I've got a pretty sweet deal of it atm,
I pay for prime, brother pays for Disney + and parents pay for netflix then we share our accounts - if they crackdown hard then we're screwed but even Netflix's new crackdown shouldn't affect account sharing on such a small scale

BT Sport I get discounted through my phone but will probably cancel if the PRTV season pass is a reasonable amount (only use BT for rugby and UFC but I've been watching UFC the morning after recently so might as well torrent it if I'm not watching live)
 

Interesting. Turned my back yard into a drive way and next door neighbours have have fake grass in their garden.
Never been a fan of fake grass. Sure the nice green visually is nicer but when you can see all the other grass has gone brown and you've got this lawn perfectly green, it just looks odd. Too much emphasis is put on highly artificial "nice looking" stuff. If I get a place with a garden in the future, I'd keep a wild area as well as a lawn, assuming I have a garden big enough for both... Gimmi that lottery win or a Mrs Sunak equivalent.
 
IMO it doesn't even look nice in the first place - far too uniform at the best of times.

Mind, we got rid of all our grass during the first lockdown now have an enlarged patio, some raised beds and wildflower turf with pathways through it
 
Never been a fan of fake grass. Sure the nice green visually is nicer but when you can see all the other grass has gone brown and you've got this lawn perfectly green, it just looks odd. Too much emphasis is put on highly artificial "nice looking" stuff. If I get a place with a garden in the future, I'd keep a wild area as well as a lawn, assuming I have a garden big enough for both... Gimmi that lottery win or a Mrs Sunak equivalent.

━━━

Problems to work on —
- A) In the forum excerpt, what did the writer who "got rid of all our grass during the first lockdown" have in its place afterward?
- B) Reproduce the forum excerpt word for word, everything from "Interesting. Turned my" down to "best of times.".

Given information —
━━━

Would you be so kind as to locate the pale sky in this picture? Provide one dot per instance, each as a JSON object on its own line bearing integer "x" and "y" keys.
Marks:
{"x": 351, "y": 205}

━━━

Outputs —
- A) An enlarged patio, some raised beds, and wildflower turf with pathways through it.

- B)
Interesting. Turned my back yard into a drive way and next door neighbours have have fake grass in their garden.
Never been a fan of fake grass. Sure the nice green visually is nicer but when you can see all the other grass has gone brown and you've got this lawn perfectly green, it just looks odd. Too much emphasis is put on highly artificial "nice looking" stuff. If I get a place with a garden in the future, I'd keep a wild area as well as a lawn, assuming I have a garden big enough for both... Gimmi that lottery win or a Mrs Sunak equivalent.
 
IMO it doesn't even look nice in the first place - far too uniform at the best of times.